Work instructions. Please report every line in the entries that contains the string "coat".

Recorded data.
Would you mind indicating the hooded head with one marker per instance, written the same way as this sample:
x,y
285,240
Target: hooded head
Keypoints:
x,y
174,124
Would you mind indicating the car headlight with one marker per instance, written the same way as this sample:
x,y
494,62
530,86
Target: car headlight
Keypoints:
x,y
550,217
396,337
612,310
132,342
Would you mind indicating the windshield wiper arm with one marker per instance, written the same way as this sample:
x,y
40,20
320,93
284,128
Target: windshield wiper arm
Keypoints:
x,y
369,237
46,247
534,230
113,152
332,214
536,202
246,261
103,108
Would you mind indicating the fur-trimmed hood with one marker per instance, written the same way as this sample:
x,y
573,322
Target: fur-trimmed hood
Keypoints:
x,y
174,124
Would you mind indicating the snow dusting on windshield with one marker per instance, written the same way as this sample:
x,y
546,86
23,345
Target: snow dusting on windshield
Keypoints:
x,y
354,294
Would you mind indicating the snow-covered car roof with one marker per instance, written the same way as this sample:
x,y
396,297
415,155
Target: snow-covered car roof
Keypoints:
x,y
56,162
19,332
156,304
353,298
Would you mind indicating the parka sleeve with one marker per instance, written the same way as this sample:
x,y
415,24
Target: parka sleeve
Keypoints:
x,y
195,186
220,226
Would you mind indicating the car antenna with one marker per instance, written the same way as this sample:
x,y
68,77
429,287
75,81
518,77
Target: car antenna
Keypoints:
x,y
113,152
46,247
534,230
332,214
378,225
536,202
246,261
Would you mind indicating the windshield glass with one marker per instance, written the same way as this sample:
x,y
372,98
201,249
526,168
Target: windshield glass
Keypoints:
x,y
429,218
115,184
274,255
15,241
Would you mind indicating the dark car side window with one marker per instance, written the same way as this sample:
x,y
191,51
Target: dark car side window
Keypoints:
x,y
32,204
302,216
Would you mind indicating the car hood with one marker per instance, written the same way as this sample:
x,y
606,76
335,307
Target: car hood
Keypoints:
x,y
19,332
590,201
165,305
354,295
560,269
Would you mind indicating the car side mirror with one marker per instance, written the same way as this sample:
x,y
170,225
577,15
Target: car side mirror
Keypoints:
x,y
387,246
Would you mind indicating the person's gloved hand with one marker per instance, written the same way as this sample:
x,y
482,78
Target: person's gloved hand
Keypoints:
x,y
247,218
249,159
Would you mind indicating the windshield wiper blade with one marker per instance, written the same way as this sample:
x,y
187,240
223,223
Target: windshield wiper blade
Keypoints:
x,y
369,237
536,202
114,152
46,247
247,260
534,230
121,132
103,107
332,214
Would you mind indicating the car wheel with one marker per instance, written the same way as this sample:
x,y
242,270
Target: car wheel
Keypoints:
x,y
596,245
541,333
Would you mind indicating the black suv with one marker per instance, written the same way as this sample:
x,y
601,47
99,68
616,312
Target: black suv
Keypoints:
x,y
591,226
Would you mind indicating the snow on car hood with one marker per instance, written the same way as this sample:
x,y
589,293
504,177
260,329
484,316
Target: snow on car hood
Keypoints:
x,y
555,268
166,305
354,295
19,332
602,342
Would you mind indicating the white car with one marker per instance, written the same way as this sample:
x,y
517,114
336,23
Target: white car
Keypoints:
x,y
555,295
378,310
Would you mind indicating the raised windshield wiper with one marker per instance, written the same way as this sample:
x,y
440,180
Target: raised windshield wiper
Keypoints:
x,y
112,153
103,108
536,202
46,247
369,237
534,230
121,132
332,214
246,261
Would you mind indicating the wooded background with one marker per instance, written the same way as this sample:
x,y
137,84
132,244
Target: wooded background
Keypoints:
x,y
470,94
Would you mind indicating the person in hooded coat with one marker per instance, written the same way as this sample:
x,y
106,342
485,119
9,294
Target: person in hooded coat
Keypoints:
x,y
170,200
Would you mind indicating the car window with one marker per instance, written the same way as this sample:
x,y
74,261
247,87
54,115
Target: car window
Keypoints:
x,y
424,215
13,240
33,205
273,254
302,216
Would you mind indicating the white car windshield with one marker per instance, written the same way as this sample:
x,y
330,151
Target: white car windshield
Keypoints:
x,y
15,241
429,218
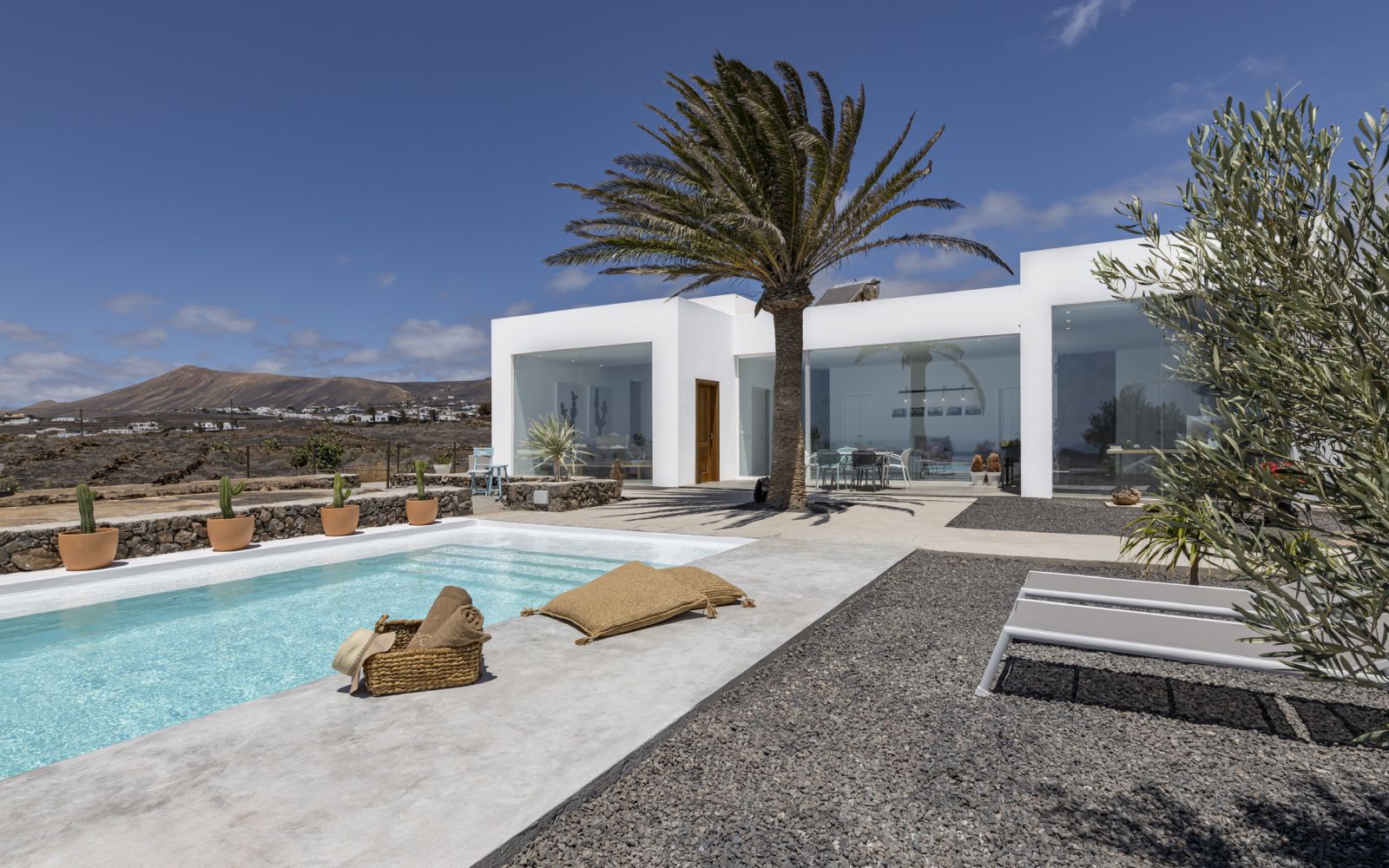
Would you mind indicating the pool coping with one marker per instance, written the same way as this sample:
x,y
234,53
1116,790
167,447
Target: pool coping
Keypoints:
x,y
59,589
555,722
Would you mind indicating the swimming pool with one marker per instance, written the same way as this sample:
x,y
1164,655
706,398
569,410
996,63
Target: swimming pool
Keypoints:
x,y
94,675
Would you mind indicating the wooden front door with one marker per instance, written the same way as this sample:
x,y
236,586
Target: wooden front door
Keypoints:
x,y
706,431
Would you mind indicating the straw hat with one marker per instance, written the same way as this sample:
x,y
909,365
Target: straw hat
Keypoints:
x,y
356,649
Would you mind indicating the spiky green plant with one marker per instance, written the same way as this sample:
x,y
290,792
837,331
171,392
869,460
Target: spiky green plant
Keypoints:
x,y
226,490
550,439
750,187
420,481
87,509
340,492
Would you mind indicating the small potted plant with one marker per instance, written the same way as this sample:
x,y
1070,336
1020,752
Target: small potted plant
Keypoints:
x,y
977,472
88,548
231,532
340,518
424,507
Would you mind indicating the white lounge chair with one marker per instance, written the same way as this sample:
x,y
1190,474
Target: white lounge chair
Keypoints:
x,y
1039,615
1160,596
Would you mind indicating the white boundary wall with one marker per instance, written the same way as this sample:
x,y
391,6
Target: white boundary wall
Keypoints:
x,y
701,339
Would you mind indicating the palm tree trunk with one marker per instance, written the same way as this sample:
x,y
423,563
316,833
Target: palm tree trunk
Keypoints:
x,y
788,307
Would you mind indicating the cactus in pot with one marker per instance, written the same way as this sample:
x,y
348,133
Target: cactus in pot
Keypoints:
x,y
340,518
228,532
88,548
424,507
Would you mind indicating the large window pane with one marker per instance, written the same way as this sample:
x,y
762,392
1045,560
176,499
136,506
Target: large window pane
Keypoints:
x,y
1117,407
942,399
606,392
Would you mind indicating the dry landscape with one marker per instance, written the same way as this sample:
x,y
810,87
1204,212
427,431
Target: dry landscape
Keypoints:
x,y
178,456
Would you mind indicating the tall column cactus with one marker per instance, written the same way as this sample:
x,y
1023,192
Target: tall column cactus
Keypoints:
x,y
420,479
87,511
340,492
226,490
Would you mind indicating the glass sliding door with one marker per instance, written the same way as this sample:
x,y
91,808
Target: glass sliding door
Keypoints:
x,y
754,416
604,392
945,400
1116,406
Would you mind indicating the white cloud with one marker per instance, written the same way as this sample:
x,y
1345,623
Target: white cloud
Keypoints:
x,y
142,338
21,333
1081,20
569,279
208,319
361,358
27,378
1174,120
128,303
428,340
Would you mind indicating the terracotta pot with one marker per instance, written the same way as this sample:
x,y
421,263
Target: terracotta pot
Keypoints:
x,y
423,511
340,521
88,550
231,534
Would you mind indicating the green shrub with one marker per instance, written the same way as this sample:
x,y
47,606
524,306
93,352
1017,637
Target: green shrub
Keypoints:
x,y
319,453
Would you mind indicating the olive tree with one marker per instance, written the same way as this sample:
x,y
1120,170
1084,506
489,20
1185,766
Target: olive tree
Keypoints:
x,y
1277,286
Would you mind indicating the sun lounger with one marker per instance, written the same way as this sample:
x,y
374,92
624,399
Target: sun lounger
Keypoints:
x,y
1146,634
1159,596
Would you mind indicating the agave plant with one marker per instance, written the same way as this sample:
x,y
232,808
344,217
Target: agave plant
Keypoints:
x,y
552,439
754,187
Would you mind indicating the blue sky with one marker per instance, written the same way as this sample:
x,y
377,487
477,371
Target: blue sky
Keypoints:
x,y
358,187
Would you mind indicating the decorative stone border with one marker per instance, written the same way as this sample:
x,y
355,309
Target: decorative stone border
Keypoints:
x,y
36,548
563,496
196,486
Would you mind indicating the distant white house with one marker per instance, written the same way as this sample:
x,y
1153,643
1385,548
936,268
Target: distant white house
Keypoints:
x,y
1073,379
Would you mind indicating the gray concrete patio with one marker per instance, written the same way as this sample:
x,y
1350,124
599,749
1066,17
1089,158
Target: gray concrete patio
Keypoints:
x,y
916,517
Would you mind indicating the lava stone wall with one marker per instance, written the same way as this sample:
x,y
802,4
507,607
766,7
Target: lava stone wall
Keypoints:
x,y
25,549
564,496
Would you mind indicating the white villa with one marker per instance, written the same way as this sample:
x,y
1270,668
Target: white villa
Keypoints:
x,y
681,389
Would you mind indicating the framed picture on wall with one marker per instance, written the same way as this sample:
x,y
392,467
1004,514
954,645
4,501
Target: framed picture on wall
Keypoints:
x,y
567,402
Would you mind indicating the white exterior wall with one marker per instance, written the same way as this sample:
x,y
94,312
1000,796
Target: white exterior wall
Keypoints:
x,y
701,339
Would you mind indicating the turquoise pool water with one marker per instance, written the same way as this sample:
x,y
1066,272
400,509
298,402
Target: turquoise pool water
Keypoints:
x,y
83,678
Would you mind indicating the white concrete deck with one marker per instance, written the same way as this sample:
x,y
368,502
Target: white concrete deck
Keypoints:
x,y
316,777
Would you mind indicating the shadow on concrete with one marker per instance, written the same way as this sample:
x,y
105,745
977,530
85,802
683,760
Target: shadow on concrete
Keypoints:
x,y
733,510
1328,724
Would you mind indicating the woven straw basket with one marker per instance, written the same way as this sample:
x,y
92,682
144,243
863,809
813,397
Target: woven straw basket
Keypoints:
x,y
403,671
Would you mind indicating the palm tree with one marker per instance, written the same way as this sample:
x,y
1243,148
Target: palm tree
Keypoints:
x,y
752,187
914,358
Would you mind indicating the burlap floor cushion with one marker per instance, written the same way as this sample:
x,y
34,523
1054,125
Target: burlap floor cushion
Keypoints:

Solution below.
Would you mind indicating the person in hooded coat with one marker per instance, written the same way as this sample:
Target: person in hooded coat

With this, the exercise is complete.